### [GIVEN INSTRUCTION]
Copy out, exactly as written, only the line containing "of the pale" and the lines after it through the end of the records.

### [RECORDS FOR THE TASK]
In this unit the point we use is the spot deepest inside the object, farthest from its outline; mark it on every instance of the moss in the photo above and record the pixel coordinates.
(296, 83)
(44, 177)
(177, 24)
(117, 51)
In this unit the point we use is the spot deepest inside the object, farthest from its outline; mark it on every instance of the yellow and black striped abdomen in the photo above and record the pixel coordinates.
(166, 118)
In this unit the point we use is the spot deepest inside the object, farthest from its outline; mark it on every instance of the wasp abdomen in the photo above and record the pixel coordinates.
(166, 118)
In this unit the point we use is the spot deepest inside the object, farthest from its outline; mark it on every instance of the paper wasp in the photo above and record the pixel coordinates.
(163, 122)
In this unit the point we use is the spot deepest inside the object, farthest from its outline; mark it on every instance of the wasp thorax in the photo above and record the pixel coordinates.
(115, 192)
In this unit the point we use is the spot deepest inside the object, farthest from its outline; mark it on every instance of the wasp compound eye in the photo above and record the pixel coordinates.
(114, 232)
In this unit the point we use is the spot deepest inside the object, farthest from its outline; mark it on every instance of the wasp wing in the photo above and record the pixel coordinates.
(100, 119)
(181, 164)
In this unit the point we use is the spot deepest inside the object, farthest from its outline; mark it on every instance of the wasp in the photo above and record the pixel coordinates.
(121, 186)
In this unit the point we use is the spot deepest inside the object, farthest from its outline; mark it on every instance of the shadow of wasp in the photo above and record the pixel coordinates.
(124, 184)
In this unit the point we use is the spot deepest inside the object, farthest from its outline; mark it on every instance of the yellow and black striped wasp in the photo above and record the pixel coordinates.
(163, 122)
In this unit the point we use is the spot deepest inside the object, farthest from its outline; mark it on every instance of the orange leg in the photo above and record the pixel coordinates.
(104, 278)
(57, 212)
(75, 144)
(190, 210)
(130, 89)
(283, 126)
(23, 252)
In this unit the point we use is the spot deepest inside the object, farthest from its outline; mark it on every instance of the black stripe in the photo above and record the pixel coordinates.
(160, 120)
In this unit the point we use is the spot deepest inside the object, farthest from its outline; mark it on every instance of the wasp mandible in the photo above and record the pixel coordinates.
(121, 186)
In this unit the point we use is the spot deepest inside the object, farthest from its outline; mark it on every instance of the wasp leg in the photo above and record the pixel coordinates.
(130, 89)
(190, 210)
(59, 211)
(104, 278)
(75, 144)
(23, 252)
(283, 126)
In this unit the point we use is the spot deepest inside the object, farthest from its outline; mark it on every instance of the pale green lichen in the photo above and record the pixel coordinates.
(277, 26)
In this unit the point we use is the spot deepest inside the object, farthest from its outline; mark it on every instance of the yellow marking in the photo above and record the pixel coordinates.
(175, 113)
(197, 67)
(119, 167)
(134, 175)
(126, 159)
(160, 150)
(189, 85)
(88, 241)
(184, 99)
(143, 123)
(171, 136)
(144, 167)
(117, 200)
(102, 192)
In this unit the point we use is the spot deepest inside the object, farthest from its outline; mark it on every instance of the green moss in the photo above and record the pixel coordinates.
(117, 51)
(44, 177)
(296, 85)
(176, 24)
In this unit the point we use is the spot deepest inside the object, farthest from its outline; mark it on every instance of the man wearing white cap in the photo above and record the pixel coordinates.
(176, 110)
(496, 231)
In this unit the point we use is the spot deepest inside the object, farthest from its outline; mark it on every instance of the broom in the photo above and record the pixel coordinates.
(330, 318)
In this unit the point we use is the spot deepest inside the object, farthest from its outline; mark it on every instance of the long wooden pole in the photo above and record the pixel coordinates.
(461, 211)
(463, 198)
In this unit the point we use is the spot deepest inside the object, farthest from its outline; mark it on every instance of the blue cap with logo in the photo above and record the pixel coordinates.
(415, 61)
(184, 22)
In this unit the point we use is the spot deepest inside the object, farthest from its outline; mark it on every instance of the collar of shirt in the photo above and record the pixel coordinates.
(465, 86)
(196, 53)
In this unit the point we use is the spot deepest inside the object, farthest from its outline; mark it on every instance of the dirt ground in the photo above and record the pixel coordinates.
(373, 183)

### [ANSWER TO THIS TASK]
In this unit the point we use is the spot deepest inside the object, farthest from its outline; mark it on every instance of the pale green lichen in the photo above and record the pixel coordinates.
(277, 26)
In this unit the point we use is the spot deepest inside the object, farthest from its outline; mark it on every instance of the yellow marking in the photo above and record the pixel coordinates.
(175, 113)
(197, 67)
(119, 167)
(134, 175)
(126, 159)
(160, 150)
(189, 85)
(88, 241)
(184, 99)
(143, 123)
(171, 136)
(144, 167)
(117, 200)
(102, 192)
In this unit the point we use is the spot deepest inside the object, farthest from its outline; mark it on every instance of the green moss in the photo above and record the pixel coordinates.
(117, 51)
(44, 177)
(296, 85)
(176, 24)
In this unit the point we use is the spot deepest inside the object, farthest from its outline; mark it on every instance of the man wearing white cap in the photo above and record the pixel coordinates.
(176, 110)
(496, 231)
In this unit the point we use is the spot deepest inside the object, farthest from its outline; mark it on every instance of the broom in the photo above and record the pixel coordinates.
(330, 318)
In this unit the point we use is the spot deepest inside the object, farthest from its outline; mark it on every instance of the long wooden pole in the photo above and record the pixel coordinates.
(461, 211)
(463, 198)
In this unit the point we use is the spot deepest inside the object, farthest from its outline; mark it on every instance of the blue cap with logo in the photo above and record the pixel coordinates.
(415, 61)
(184, 22)
In this unit the point we use is the spot deepest inside the object, farthest from its outline; mark it on every instance of the collar of shirt in the photo above and record the pixel coordinates.
(465, 86)
(196, 53)
In this unit the point we use is the spot deepest inside the object, farthest from its outline; mark it on every instance of the dirt ground in the photo above and record the pixel coordinates.
(373, 183)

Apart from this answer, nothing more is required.